CountMinSketchAgg¶

Overview¶

CountMinSketchAgg is a Spark Catalyst expression that implements a Count-Min Sketch probabilistic data structure for approximate frequency counting. It builds a space-efficient sketch of the input data that can later be queried to estimate the frequency of any element with bounded error guarantees.

Syntax¶

count_min_sketch(column, eps, confidence, seed)

Arguments¶

Argument	Type	Description
column	IntegralType, StringType, or BinaryType	The column values to add to the Count-Min Sketch
eps	DoubleType	Relative error parameter, must be positive (> 0.0)
confidence	DoubleType	Confidence parameter, must be positive and less than 1.0 (0.0 < confidence < 1.0)
seed	IntegerType or LongType	Random seed for hash functions

Return Type¶

BinaryType - Returns a serialized byte array representation of the Count-Min Sketch data structure.

Supported Data Types¶

IntegralType: All integer types (ByteType, ShortType, IntegerType, LongType)
StringType: String values (optimized using UTF8String byte representation)
BinaryType: Binary data

Algorithm¶

Creates a Count-Min Sketch with dimensions determined by the eps and confidence parameters
For each non-null input value, adds it to the sketch using appropriate hash functions
String values are optimized by directly using UTF8String bytes to avoid conversion overhead
Multiple sketches can be merged using the mergeInPlace operation for distributed aggregation
Final result is serialized to a byte array for storage and transmission

Partitioning Behavior¶

How this expression affects partitioning:

Preserves partitioning during the update phase as it processes rows locally
Requires shuffle during the merge phase to combine sketches from different partitions
The final sketch represents the global frequency estimates across all partitions

Edge Cases¶

Null handling: Null input values are ignored and not added to the sketch
Empty input: Returns an empty Count-Min Sketch initialized with the specified parameters
Parameter validation: All parameters (eps, confidence, seed) must be foldable (compile-time constants)

* **INFORMATION PROVIDED**:
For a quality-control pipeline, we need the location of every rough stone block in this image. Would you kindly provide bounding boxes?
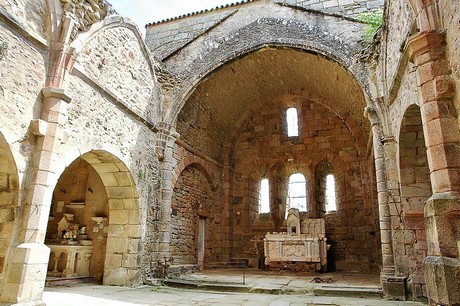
[424,256,460,305]
[109,209,130,224]
[104,267,128,286]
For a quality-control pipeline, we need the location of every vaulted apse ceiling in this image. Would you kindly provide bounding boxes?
[177,48,370,161]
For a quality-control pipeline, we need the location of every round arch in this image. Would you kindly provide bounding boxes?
[47,150,142,286]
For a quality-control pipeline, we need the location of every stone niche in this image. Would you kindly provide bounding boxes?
[264,208,328,271]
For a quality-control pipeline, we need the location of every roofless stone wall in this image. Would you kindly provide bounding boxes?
[145,0,384,60]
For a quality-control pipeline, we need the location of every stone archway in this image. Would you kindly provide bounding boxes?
[47,151,141,285]
[395,105,432,299]
[171,163,223,268]
[0,133,19,279]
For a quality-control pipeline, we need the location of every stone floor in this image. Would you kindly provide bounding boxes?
[44,270,423,306]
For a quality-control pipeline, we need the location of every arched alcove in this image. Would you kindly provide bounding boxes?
[170,164,223,269]
[46,151,142,285]
[395,105,432,299]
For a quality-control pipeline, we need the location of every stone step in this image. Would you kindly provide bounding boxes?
[45,276,95,287]
[313,285,383,298]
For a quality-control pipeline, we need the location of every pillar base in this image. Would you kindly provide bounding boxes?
[380,275,407,301]
[0,243,50,306]
[424,256,460,305]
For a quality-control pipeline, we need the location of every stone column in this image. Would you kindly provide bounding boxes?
[1,87,71,305]
[156,127,179,261]
[365,107,405,300]
[407,31,460,305]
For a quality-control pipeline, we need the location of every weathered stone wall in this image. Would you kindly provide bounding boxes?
[145,0,383,60]
[171,164,223,264]
[232,101,378,271]
[46,158,109,282]
[439,0,460,125]
[77,27,160,124]
[0,6,48,288]
[146,1,367,117]
[63,20,161,277]
[0,133,19,278]
[145,8,236,60]
[394,105,432,298]
[0,17,48,170]
[381,0,415,97]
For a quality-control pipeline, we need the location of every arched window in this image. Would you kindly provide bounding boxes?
[286,173,307,212]
[286,107,299,137]
[259,179,270,214]
[326,174,337,212]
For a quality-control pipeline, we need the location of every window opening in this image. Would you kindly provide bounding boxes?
[286,107,299,137]
[286,173,307,216]
[259,179,270,214]
[326,174,337,212]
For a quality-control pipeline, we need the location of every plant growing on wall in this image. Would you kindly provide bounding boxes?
[358,10,383,43]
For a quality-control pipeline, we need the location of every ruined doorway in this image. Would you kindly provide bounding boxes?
[0,133,19,279]
[171,164,223,269]
[395,105,432,299]
[198,217,206,270]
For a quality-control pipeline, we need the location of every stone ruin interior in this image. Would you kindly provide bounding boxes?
[0,0,460,305]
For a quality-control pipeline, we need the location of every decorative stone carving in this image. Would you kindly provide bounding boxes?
[264,208,327,271]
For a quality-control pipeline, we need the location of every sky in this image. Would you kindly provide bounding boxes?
[108,0,239,36]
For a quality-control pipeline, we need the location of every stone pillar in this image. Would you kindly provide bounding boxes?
[222,165,235,261]
[365,107,406,300]
[156,127,180,260]
[407,31,460,305]
[1,87,71,305]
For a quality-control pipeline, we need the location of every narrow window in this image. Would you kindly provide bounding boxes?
[286,173,307,216]
[286,107,299,137]
[326,174,337,212]
[259,179,270,214]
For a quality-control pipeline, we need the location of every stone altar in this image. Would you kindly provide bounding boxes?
[47,214,93,277]
[264,209,328,271]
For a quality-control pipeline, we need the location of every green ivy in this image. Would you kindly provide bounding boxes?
[358,10,383,43]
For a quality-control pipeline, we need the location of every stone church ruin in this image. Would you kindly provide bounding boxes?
[0,0,460,305]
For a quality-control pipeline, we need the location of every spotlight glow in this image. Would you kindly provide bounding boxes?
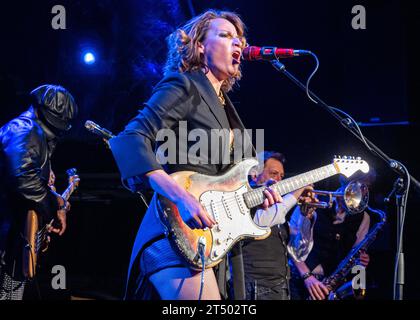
[83,52,95,64]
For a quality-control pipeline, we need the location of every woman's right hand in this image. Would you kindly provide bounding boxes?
[304,276,329,300]
[146,170,216,229]
[175,192,216,229]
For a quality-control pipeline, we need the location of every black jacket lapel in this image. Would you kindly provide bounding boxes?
[190,70,223,128]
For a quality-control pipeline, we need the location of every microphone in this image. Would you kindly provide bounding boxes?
[85,120,115,140]
[242,46,312,61]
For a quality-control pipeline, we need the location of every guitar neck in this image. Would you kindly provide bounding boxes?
[61,182,76,201]
[244,164,338,208]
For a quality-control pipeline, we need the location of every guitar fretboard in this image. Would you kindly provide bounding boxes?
[244,164,338,208]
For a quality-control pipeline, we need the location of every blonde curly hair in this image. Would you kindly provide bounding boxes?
[164,9,246,92]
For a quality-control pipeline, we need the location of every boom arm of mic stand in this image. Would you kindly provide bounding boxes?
[271,60,420,193]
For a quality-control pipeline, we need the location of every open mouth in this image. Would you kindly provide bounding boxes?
[232,51,241,64]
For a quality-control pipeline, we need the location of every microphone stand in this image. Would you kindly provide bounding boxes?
[271,60,420,300]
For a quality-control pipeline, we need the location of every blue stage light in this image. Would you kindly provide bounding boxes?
[83,52,95,64]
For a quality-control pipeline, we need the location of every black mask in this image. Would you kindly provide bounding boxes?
[31,84,78,133]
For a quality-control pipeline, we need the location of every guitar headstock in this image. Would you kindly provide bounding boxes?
[334,156,369,178]
[66,168,80,188]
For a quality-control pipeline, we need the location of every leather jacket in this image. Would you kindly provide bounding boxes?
[0,85,77,268]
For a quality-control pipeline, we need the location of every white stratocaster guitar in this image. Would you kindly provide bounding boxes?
[158,157,369,270]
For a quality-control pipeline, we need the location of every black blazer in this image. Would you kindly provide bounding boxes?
[110,70,252,298]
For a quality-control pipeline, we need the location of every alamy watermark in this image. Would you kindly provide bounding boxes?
[51,265,67,290]
[156,121,264,171]
[51,4,66,30]
[351,4,366,30]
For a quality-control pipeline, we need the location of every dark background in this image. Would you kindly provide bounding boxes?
[0,0,420,299]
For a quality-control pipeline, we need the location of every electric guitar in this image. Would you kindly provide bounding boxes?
[157,157,369,270]
[22,168,80,279]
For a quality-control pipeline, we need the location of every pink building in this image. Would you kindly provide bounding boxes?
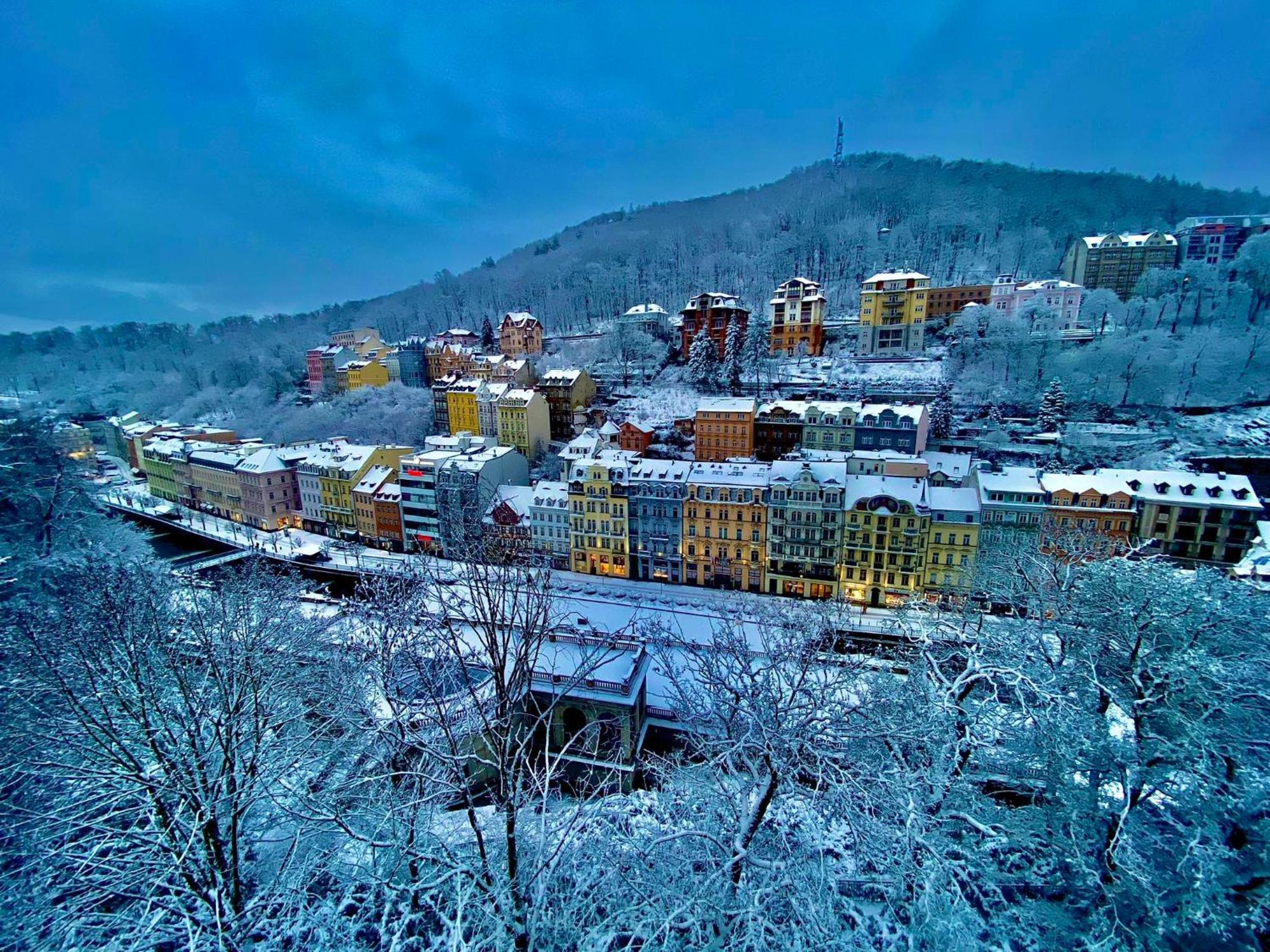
[991,274,1085,330]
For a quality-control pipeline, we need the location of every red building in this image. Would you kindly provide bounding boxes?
[679,291,749,360]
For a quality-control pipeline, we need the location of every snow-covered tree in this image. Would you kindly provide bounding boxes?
[688,329,719,391]
[1036,380,1067,433]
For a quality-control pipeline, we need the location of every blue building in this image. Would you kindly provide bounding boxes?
[626,459,692,584]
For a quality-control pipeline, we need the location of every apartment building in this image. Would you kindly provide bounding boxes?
[856,272,931,357]
[627,459,692,584]
[498,311,542,357]
[537,368,596,440]
[683,462,768,592]
[1096,468,1261,565]
[767,459,848,598]
[926,485,982,595]
[497,390,551,461]
[1063,231,1177,298]
[767,278,826,357]
[569,451,631,579]
[695,397,758,462]
[842,476,931,605]
[754,400,809,461]
[679,291,749,360]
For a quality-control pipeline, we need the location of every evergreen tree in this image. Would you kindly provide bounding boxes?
[688,329,719,391]
[931,382,952,439]
[1036,380,1067,433]
[723,321,745,395]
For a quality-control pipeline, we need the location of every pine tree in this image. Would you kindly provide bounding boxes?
[688,329,719,391]
[1036,380,1067,433]
[723,321,745,395]
[931,382,952,439]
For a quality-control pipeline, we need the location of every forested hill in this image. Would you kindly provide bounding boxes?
[0,154,1265,414]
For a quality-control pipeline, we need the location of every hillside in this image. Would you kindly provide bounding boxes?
[0,154,1265,435]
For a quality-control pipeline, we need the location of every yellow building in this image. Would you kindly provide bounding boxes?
[337,360,389,391]
[446,377,481,437]
[842,476,931,605]
[315,444,414,532]
[682,462,768,592]
[925,486,980,597]
[495,390,551,459]
[569,451,630,579]
[856,272,931,355]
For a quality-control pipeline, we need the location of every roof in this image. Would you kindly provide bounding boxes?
[1095,468,1261,510]
[864,272,931,284]
[930,486,979,513]
[697,397,757,414]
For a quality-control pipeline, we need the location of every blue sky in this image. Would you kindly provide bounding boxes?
[0,0,1270,330]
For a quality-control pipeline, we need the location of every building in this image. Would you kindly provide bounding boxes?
[964,466,1045,531]
[627,459,692,585]
[683,462,768,592]
[767,278,826,357]
[926,493,980,595]
[530,480,569,569]
[1063,231,1177,298]
[856,272,931,357]
[569,451,631,579]
[537,369,596,440]
[767,459,848,599]
[498,311,542,357]
[1096,470,1261,565]
[498,390,551,459]
[679,291,749,360]
[842,476,931,605]
[446,377,485,435]
[754,400,809,462]
[1173,215,1270,267]
[398,435,530,556]
[989,274,1085,330]
[926,284,992,324]
[695,397,758,462]
[852,404,930,456]
[1040,472,1137,559]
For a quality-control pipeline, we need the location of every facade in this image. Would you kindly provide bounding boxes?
[617,420,657,453]
[1173,215,1270,267]
[1040,473,1137,559]
[754,400,808,462]
[695,397,758,462]
[683,462,767,592]
[498,311,542,357]
[856,272,931,357]
[1096,470,1261,565]
[926,485,979,595]
[446,377,484,435]
[1063,231,1177,300]
[679,291,749,360]
[767,278,826,357]
[767,459,848,598]
[627,459,692,585]
[842,476,931,605]
[537,369,596,440]
[965,466,1045,531]
[926,284,992,324]
[530,480,569,569]
[498,390,551,459]
[569,451,631,579]
[852,404,930,454]
[989,274,1085,330]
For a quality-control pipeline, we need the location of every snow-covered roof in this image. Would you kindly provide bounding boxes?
[1095,468,1261,509]
[697,397,757,414]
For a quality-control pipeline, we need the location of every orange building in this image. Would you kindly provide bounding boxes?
[696,397,758,462]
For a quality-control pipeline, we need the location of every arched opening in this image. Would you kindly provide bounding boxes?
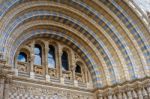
[48,45,56,68]
[61,51,69,71]
[17,52,27,62]
[75,64,81,74]
[34,44,42,65]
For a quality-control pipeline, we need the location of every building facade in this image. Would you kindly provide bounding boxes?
[0,0,150,99]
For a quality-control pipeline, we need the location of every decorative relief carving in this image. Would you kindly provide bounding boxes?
[48,68,57,77]
[63,71,72,80]
[18,62,28,72]
[34,65,43,75]
[10,82,94,99]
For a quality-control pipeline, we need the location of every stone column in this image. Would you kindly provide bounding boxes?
[0,76,5,99]
[2,77,11,99]
[123,92,127,99]
[132,90,138,99]
[127,90,133,99]
[142,88,148,99]
[147,87,150,97]
[138,89,143,99]
[44,42,50,81]
[57,44,63,77]
[108,95,113,99]
[30,41,35,78]
[113,95,117,99]
[117,92,122,99]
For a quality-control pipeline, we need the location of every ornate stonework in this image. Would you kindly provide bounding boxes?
[0,0,150,99]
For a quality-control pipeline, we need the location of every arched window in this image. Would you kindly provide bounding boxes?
[17,52,27,62]
[61,51,69,71]
[75,64,81,73]
[34,44,42,65]
[48,45,55,68]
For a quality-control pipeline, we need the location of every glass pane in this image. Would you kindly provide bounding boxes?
[48,46,55,68]
[17,52,27,62]
[34,44,42,65]
[61,52,69,71]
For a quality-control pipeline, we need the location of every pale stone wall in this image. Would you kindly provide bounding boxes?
[8,81,95,99]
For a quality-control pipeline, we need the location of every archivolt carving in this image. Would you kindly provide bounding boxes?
[10,82,94,99]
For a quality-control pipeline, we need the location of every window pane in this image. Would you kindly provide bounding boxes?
[61,52,69,70]
[48,46,55,68]
[17,52,27,62]
[34,44,42,65]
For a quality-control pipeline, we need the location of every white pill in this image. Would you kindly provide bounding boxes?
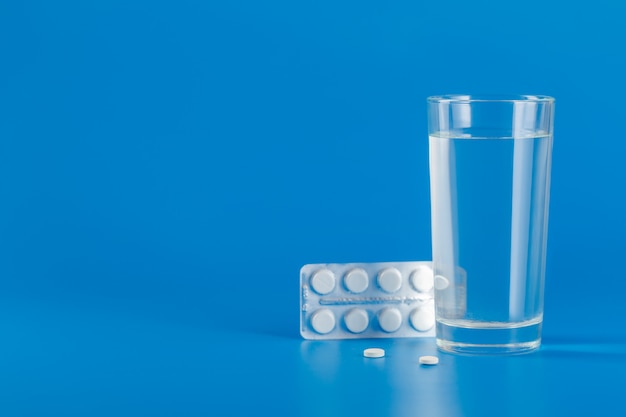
[411,266,434,292]
[363,348,385,358]
[343,308,370,333]
[420,356,439,365]
[343,268,370,294]
[409,307,435,332]
[435,275,450,290]
[378,268,402,293]
[311,308,335,334]
[378,307,402,333]
[311,269,335,295]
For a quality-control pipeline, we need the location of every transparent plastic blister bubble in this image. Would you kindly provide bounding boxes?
[300,261,435,340]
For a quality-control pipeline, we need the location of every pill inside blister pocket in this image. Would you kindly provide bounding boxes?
[311,308,335,334]
[343,268,370,294]
[378,307,402,333]
[343,308,370,333]
[300,261,435,340]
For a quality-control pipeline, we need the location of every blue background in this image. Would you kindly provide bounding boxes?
[0,0,626,416]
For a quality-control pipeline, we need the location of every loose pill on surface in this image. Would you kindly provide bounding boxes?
[420,356,439,365]
[363,348,385,358]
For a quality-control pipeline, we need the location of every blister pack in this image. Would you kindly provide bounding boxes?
[300,261,435,340]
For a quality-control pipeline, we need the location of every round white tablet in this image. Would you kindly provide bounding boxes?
[435,275,450,290]
[343,308,370,333]
[378,307,402,333]
[311,308,335,334]
[311,269,335,295]
[343,268,370,294]
[378,268,402,294]
[409,307,435,332]
[411,266,434,292]
[363,348,385,358]
[420,356,439,365]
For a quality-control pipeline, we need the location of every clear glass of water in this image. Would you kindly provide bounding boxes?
[428,95,554,354]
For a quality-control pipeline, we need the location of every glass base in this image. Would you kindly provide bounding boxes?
[437,320,541,355]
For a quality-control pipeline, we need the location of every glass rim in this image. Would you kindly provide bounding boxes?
[426,94,555,103]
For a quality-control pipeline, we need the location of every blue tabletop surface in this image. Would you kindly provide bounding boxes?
[0,0,626,417]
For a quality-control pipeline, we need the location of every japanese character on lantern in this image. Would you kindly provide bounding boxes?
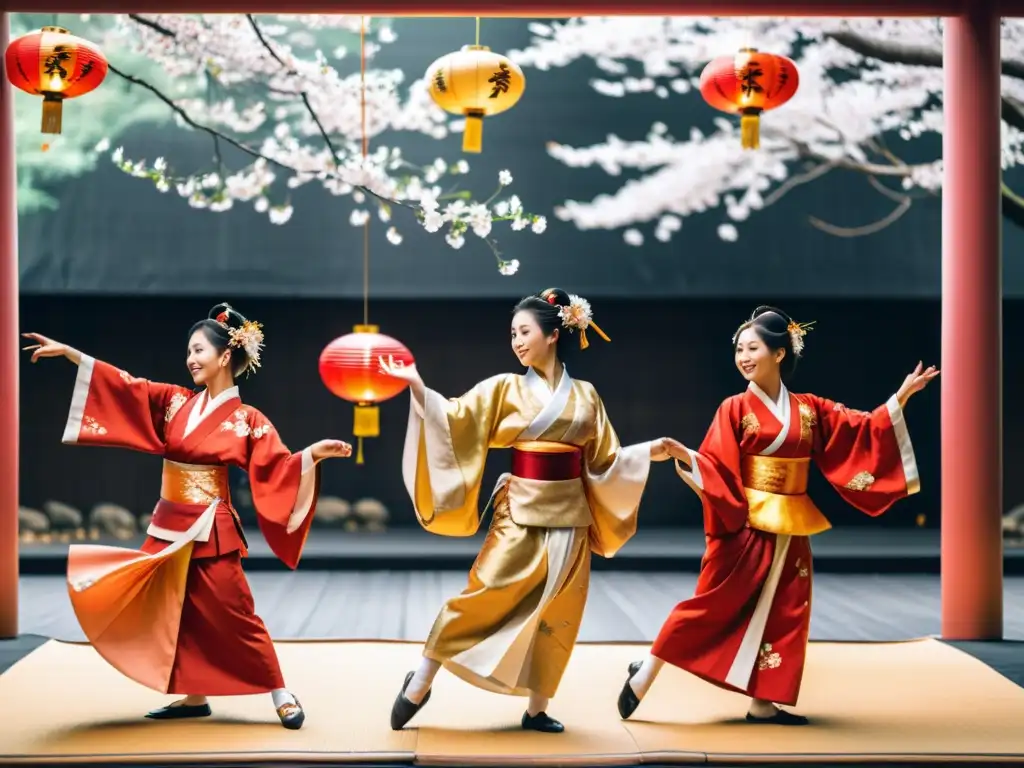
[700,48,800,150]
[427,45,526,153]
[319,325,416,464]
[5,27,109,134]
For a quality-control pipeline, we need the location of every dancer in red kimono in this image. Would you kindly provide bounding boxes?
[25,304,352,729]
[618,306,939,725]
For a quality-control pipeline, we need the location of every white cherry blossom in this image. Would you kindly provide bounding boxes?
[508,16,1024,246]
[88,13,546,274]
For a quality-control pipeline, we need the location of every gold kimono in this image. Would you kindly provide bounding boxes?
[402,369,650,697]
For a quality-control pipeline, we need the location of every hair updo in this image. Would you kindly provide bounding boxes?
[512,288,580,362]
[732,306,800,381]
[188,304,255,378]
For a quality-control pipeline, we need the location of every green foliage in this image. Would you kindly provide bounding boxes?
[11,13,188,213]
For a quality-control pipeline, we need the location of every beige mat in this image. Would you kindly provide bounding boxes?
[0,640,1024,766]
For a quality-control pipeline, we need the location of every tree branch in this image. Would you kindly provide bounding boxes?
[824,30,1024,80]
[808,198,912,238]
[128,13,177,38]
[824,30,1024,131]
[109,65,299,173]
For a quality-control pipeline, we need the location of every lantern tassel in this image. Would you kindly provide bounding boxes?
[462,112,483,154]
[42,93,63,133]
[352,403,381,464]
[739,111,761,150]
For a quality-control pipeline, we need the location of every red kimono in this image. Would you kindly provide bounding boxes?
[651,383,920,705]
[63,355,319,695]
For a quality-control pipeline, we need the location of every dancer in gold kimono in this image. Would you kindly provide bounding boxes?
[380,289,685,733]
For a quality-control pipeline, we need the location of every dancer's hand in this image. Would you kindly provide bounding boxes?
[377,354,422,384]
[22,334,82,364]
[650,437,689,462]
[309,440,352,462]
[896,362,939,408]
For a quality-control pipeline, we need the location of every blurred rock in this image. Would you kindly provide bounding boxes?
[17,507,50,538]
[89,504,138,541]
[313,496,352,527]
[1002,504,1024,542]
[352,499,390,532]
[43,501,82,529]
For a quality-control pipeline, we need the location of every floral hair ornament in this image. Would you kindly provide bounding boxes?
[548,293,611,349]
[785,321,817,357]
[216,307,263,375]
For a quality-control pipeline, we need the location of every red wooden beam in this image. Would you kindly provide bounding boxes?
[0,0,1011,18]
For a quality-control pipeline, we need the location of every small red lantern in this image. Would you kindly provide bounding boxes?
[5,27,108,133]
[319,326,416,464]
[700,48,800,150]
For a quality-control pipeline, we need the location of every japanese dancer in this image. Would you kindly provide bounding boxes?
[25,304,351,729]
[618,306,939,725]
[381,289,684,733]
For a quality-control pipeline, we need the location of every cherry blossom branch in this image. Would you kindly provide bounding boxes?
[809,198,911,238]
[824,30,1024,80]
[96,14,547,274]
[108,63,288,173]
[246,13,344,168]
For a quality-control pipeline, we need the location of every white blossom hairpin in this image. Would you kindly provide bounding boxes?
[548,293,611,349]
[227,321,263,369]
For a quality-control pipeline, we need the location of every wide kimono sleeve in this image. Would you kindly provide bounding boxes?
[800,395,921,516]
[676,397,750,537]
[247,410,321,568]
[62,354,191,454]
[583,390,650,557]
[401,374,510,537]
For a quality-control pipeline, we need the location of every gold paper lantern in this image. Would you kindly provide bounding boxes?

* **INSTRUCTIONS FOR THE TASK**: Translate this sentence from the CountMinSketchAgg documentation into Spanish: "CountMinSketchAgg is a Spark Catalyst expression that implements a Count-Min Sketch probabilistic data structure for approximate frequency counting."

* **TASK ANSWER**: CountMinSketchAgg es una expresión de Spark Catalyst que implementa una estructura de datos probabilística Count-Min Sketch para el conteo aproximado de frecuencias.